[SELECTED EXTRACT]
+++
Tag Archives: chester moore

Is Common Blacktip Shark 4th Most Likely To Attack?

Blacktip Shark

The common blacktip shark is never listed in Internet and television lists of the most dangerous sharks.

Yet if you look at the raw numbers from the International Shark Attack File (ISAF), you will see they should be.

While blacktips were only positively identified in one unprovoked fatality they were responsible for 29 total attacks.

That puts only the great white, tiger and bull-the three species everyone recognizes as potentially dangerous above them. We wrote about this last year here but have some new insight.

The blacktip shark can easily be confused with other species. (Photo courtesy NOAA)

ISAF has a category for requiem and lamniforems-attacks linked to thosebranches but not to exact species and those are both higher than the blacktip. But when it comes to identified sharks biting people blacktips rank fourth.

Period.
+++
[WHAT YOU WILL DO]
a. Reproduce the part of the blacktip shark article that begins at the words "The common blacktip" and stops after the words "29 total attacks.".
b. Pick up the blacktip shark article after its final line and carry it forward.

Extracted data entries
+++
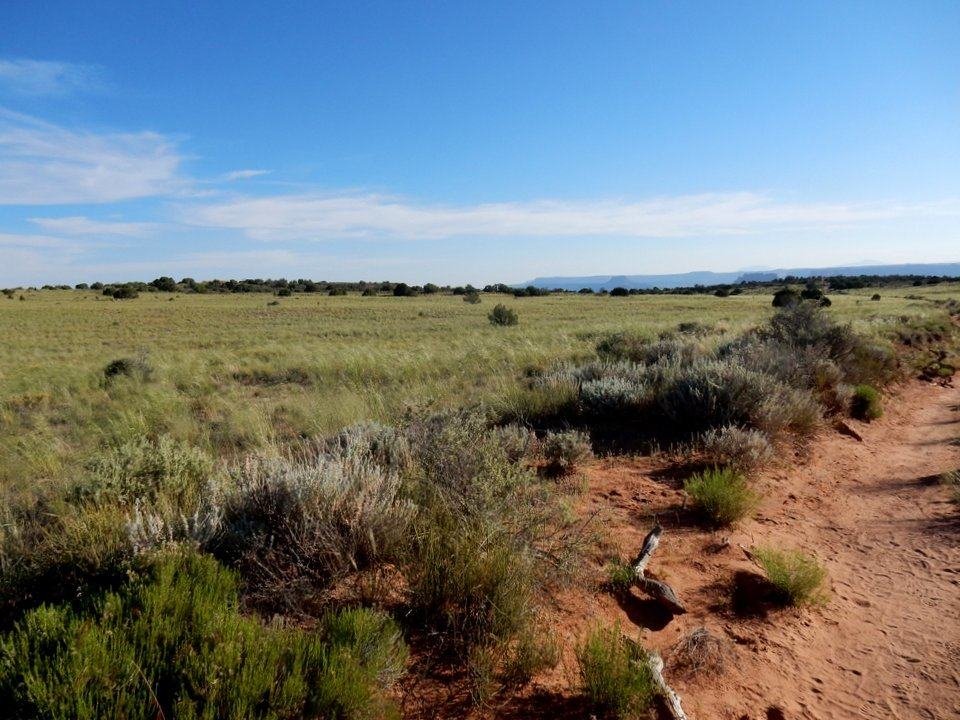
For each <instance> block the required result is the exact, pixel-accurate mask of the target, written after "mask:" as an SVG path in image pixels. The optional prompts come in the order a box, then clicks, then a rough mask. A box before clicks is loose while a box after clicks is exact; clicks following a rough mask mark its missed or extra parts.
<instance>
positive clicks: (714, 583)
mask: <svg viewBox="0 0 960 720" xmlns="http://www.w3.org/2000/svg"><path fill="white" fill-rule="evenodd" d="M886 407H887V413H886V415H885V416H884V417H883V418H882V419H880V420H878V421H875V422H873V423H871V424H869V425H867V424H860V423H851V424H853V425H855V429H856V430H857V431H858V432H859V433H860V434H861V435H862V436H863V442H858V441H857V440H855V439H853V438H852V437H849V436H846V435H840V434H836V433H829V432H826V433H825V434H824V435H823V436H822V437H821V438H819V439H817V440H816V441H814V442H813V443H812V444H811V445H810V446H809V448H808V449H807V450H806V451H805V453H804V454H803V456H798V457H796V458H795V459H794V462H793V463H790V464H786V463H784V464H783V465H782V466H780V467H779V468H776V469H773V470H771V471H769V472H767V473H765V474H763V476H761V477H760V478H759V479H758V481H757V487H758V488H759V489H760V490H761V491H762V492H763V493H764V494H765V500H764V502H763V503H762V505H761V508H760V510H759V512H758V513H757V515H756V517H755V519H753V520H750V521H747V522H745V523H743V524H741V526H739V527H737V528H735V529H733V530H730V531H721V532H708V531H704V530H703V529H701V528H700V527H698V526H697V525H696V524H695V523H694V522H693V519H692V517H691V516H690V514H689V513H688V512H687V511H685V510H684V509H683V494H682V492H681V490H680V486H681V484H682V477H683V475H682V474H681V473H677V472H674V471H672V470H671V468H670V466H669V465H667V464H666V463H665V462H664V461H662V460H658V459H656V458H638V459H628V458H610V459H606V460H600V461H597V462H596V463H595V464H594V465H592V466H591V467H590V468H588V470H587V474H588V476H589V480H590V489H589V491H588V492H587V493H586V494H585V495H584V496H583V497H582V498H581V500H580V512H581V513H582V514H583V515H584V516H587V515H589V514H592V513H597V519H598V521H599V526H600V527H601V529H602V531H603V532H604V533H605V535H606V536H607V538H608V540H609V542H610V543H611V544H612V545H614V546H616V547H619V549H620V553H621V555H622V556H623V557H625V558H629V557H632V556H633V555H634V554H635V553H636V551H637V550H638V549H639V546H640V543H641V541H642V539H643V537H644V535H645V534H646V533H647V531H648V530H649V529H650V527H651V526H652V524H653V522H654V519H657V520H659V522H660V523H661V524H662V525H663V527H664V534H663V537H662V538H661V542H660V547H659V549H658V550H657V552H656V553H655V554H654V556H653V559H652V561H651V563H650V565H649V566H648V571H649V572H650V574H651V575H653V576H655V577H658V578H659V579H661V580H664V581H666V582H668V583H669V584H670V585H671V586H672V587H673V588H674V590H675V591H676V592H677V594H678V596H679V597H680V598H681V600H682V601H683V602H684V603H685V605H686V607H687V609H688V612H687V614H685V615H679V616H670V615H669V614H665V613H664V612H663V611H661V610H660V608H659V607H658V606H657V605H656V604H655V603H654V602H653V601H651V600H648V599H646V598H644V597H643V596H641V595H639V594H638V593H637V592H636V591H633V592H632V593H630V594H629V595H627V596H625V597H620V598H617V597H614V596H613V595H611V594H609V593H606V592H604V591H603V590H602V587H601V585H602V581H603V579H604V565H605V562H606V560H607V559H608V557H609V553H608V554H607V555H606V556H605V557H602V558H601V557H598V558H595V562H594V563H593V564H592V567H591V569H590V572H588V573H586V575H587V577H586V578H585V580H584V581H582V582H579V583H577V585H576V586H575V587H573V588H571V589H569V590H567V591H564V592H563V593H561V594H560V595H559V596H557V597H555V598H553V599H552V603H551V607H550V609H549V618H550V622H551V626H550V627H551V630H552V632H554V633H555V634H556V636H558V637H559V638H560V639H561V640H562V641H563V643H564V648H565V650H564V656H563V660H562V661H561V663H560V665H559V666H558V667H557V668H556V669H554V670H552V671H550V672H548V673H545V674H544V675H543V676H541V677H538V678H536V679H535V680H534V681H533V682H532V683H531V684H530V686H529V687H527V688H525V689H524V690H523V691H522V692H521V693H519V694H517V695H514V696H512V697H507V698H502V699H501V700H500V703H501V704H499V705H498V706H496V707H492V708H486V709H481V710H478V709H476V708H471V707H470V706H469V703H468V702H465V700H466V698H465V696H464V693H463V692H462V690H459V691H458V690H454V689H453V688H455V687H458V686H459V687H461V688H462V682H454V681H453V679H451V682H449V683H444V682H443V679H442V677H438V678H434V679H432V680H426V681H425V682H424V683H421V684H417V683H412V684H411V686H410V689H411V693H408V694H407V697H406V698H405V702H404V709H405V715H406V716H407V717H410V718H420V717H423V718H426V717H431V718H432V717H440V716H446V717H466V716H473V717H517V718H520V717H542V718H560V717H571V718H573V717H587V713H586V712H585V711H584V708H583V706H582V704H581V701H580V700H579V699H578V698H577V697H576V687H577V683H578V677H577V667H576V660H575V657H574V651H573V648H574V647H575V646H576V644H577V642H578V640H579V639H580V638H581V637H582V636H583V635H584V634H585V633H586V631H587V630H588V629H589V628H590V627H591V626H593V625H595V624H596V623H598V622H602V623H605V624H612V623H613V622H616V621H619V622H620V624H621V628H622V629H623V630H624V632H626V633H628V634H631V635H635V636H636V635H639V636H640V638H641V640H642V642H643V643H644V645H645V646H647V647H649V648H652V649H657V650H659V651H661V652H662V653H663V654H664V655H665V657H666V659H667V669H666V672H665V676H666V678H667V681H668V682H670V684H671V685H672V686H673V687H674V689H675V690H676V691H677V692H678V693H679V694H680V695H681V697H682V699H683V705H684V709H685V710H686V711H687V714H688V715H689V716H690V718H691V719H692V720H708V719H709V720H726V719H728V718H729V719H730V720H744V719H746V720H761V719H764V718H816V719H818V720H820V719H824V720H825V719H828V718H878V719H879V718H937V719H939V718H956V717H960V520H958V518H960V514H958V510H957V508H956V506H955V505H953V504H952V503H951V502H950V501H949V492H948V490H947V489H946V488H945V487H943V486H942V485H940V484H939V483H938V478H939V475H940V474H941V473H943V472H945V471H947V470H951V469H954V468H957V467H958V466H960V447H957V446H956V445H955V444H951V441H953V440H955V439H956V438H957V437H958V436H960V389H957V388H950V387H941V386H938V385H933V384H927V383H921V382H911V383H908V384H905V385H904V386H902V387H901V388H899V390H898V391H897V392H896V393H895V394H893V395H892V396H890V397H888V398H887V401H886ZM758 544H772V545H776V546H780V547H795V548H802V549H804V550H806V551H812V552H815V553H816V554H817V555H818V556H819V558H820V559H821V561H822V562H824V563H825V564H826V566H827V568H828V569H829V573H830V578H829V585H830V589H831V599H830V602H829V604H828V605H827V606H826V607H824V608H815V609H786V610H784V609H777V608H773V607H770V606H766V605H753V606H752V607H750V606H744V605H743V604H742V603H739V602H738V596H739V595H738V592H737V589H738V588H743V587H745V586H746V587H749V584H750V583H751V582H754V581H755V580H756V578H757V577H758V574H759V571H758V569H757V568H756V566H754V565H753V564H752V563H751V562H750V561H749V560H748V559H747V557H746V556H745V554H744V553H743V551H742V550H741V549H740V548H739V545H744V546H752V545H758ZM700 626H705V627H707V628H708V629H709V630H710V631H712V632H713V633H714V634H715V635H717V636H720V637H722V638H726V640H727V641H728V642H729V645H730V654H729V656H728V658H727V661H726V663H725V664H726V671H725V672H723V673H722V674H717V673H706V674H702V675H699V676H695V677H684V676H682V675H679V674H676V673H671V667H670V657H669V650H670V648H671V646H672V645H673V644H674V643H675V642H676V641H677V640H678V639H679V638H680V637H682V636H683V635H684V634H686V633H687V632H689V631H690V630H692V629H694V628H696V627H700ZM444 685H446V687H447V688H448V689H449V690H450V693H449V694H447V695H445V696H443V694H444V691H442V690H441V688H442V687H443V686H444ZM417 687H425V688H427V691H426V694H425V695H423V696H420V695H418V693H417V692H416V691H415V688H417ZM441 696H443V697H441Z"/></svg>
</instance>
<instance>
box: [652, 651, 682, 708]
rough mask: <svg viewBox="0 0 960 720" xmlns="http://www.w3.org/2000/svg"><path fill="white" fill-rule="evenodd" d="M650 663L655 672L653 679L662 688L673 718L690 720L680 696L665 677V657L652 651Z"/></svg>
mask: <svg viewBox="0 0 960 720" xmlns="http://www.w3.org/2000/svg"><path fill="white" fill-rule="evenodd" d="M648 663H649V665H650V671H651V673H653V681H654V682H655V683H656V685H657V687H658V688H660V692H661V693H663V702H664V705H666V707H667V710H668V711H669V712H670V716H671V717H672V718H673V720H688V718H687V714H686V713H685V712H683V708H682V707H681V706H680V696H679V695H677V693H676V692H674V690H673V688H672V687H670V686H669V685H667V681H666V680H664V679H663V658H661V657H660V656H659V655H658V654H657V653H651V654H650V659H649V660H648Z"/></svg>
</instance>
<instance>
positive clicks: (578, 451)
mask: <svg viewBox="0 0 960 720" xmlns="http://www.w3.org/2000/svg"><path fill="white" fill-rule="evenodd" d="M540 454H541V455H542V456H543V459H544V461H545V469H546V471H547V472H548V473H549V474H551V475H555V476H560V475H568V474H570V473H571V472H573V471H574V470H575V469H576V467H577V466H578V465H580V464H581V463H582V462H584V461H585V460H586V459H588V458H589V457H590V456H591V455H592V454H593V451H592V449H591V446H590V436H589V435H587V434H586V433H584V432H580V431H578V430H567V431H564V432H550V433H547V434H546V435H545V436H544V437H543V440H541V442H540Z"/></svg>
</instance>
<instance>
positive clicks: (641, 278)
mask: <svg viewBox="0 0 960 720" xmlns="http://www.w3.org/2000/svg"><path fill="white" fill-rule="evenodd" d="M833 275H854V276H856V275H937V276H948V277H960V263H911V264H904V265H852V266H846V267H845V266H838V267H825V268H784V269H780V270H764V271H751V272H740V271H738V272H720V273H717V272H709V271H699V272H688V273H678V274H673V275H587V276H583V277H562V276H560V277H538V278H534V279H533V280H530V281H529V282H525V283H518V285H517V286H518V287H525V286H527V285H533V286H534V287H541V288H550V289H553V288H561V289H563V290H580V289H581V288H590V289H591V290H612V289H613V288H615V287H624V288H627V289H628V290H629V289H631V288H637V289H641V290H645V289H650V288H655V287H657V288H677V287H692V286H694V285H724V284H732V283H738V282H763V281H770V280H777V279H779V278H784V277H789V276H792V277H801V278H803V277H827V276H833Z"/></svg>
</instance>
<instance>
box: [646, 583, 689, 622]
mask: <svg viewBox="0 0 960 720" xmlns="http://www.w3.org/2000/svg"><path fill="white" fill-rule="evenodd" d="M637 587H639V588H640V589H641V590H643V591H644V592H645V593H646V594H647V595H649V596H650V597H652V598H653V599H654V600H656V601H657V602H658V603H660V604H661V605H663V606H664V607H665V608H667V609H668V610H669V611H670V612H672V613H673V614H674V615H683V614H684V613H685V612H686V611H687V608H686V607H684V605H683V603H682V602H680V598H678V597H677V594H676V593H675V592H674V591H673V588H671V587H670V586H669V585H667V584H666V583H663V582H660V581H659V580H653V579H651V578H648V577H638V578H637Z"/></svg>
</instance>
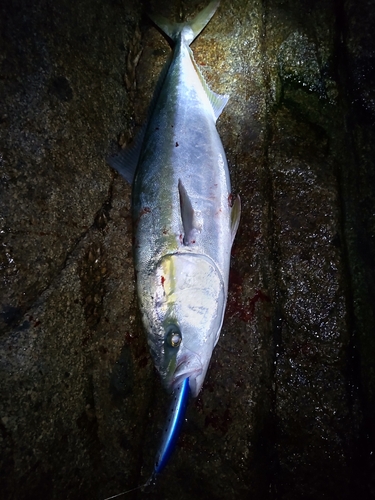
+++
[RESULTS BY TASK]
a.
The common blacktip shark is never listed in Internet and television lists of the most dangerous sharks.

Yet if you look at the raw numbers from the International Shark Attack File (ISAF), you will see they should be.

While blacktips were only positively identified in one unprovoked fatality they were responsible for 29 total attacks.

b.
This is not to implicate the blacktip as a creature to be feared. It is however to question some of the shark attacks identified as bull and to  lesser extent spinner sharks (which have 16 attacks attribute to them.)

Spinner sharks are nearly identical to blacktips and bull sharks and big blacktips can appear similar especially in murky water.

The identification issue is noted by ISAF.

 This list must be used with caution because attacks involving easily identified species, such as white, tiger, sandtiger, hammerhead and nurse sharks, nearly always identify the attacking species, while cases involving difficult to identify species, such as requiem sharks of the genus Carcharhinus, seldom correctly identify the attacker.

Blacktips are the most common large shark to be found in the Gulf of Mexico. They are highly abundant along many beaches and probably come into contact with people more than any other large shark.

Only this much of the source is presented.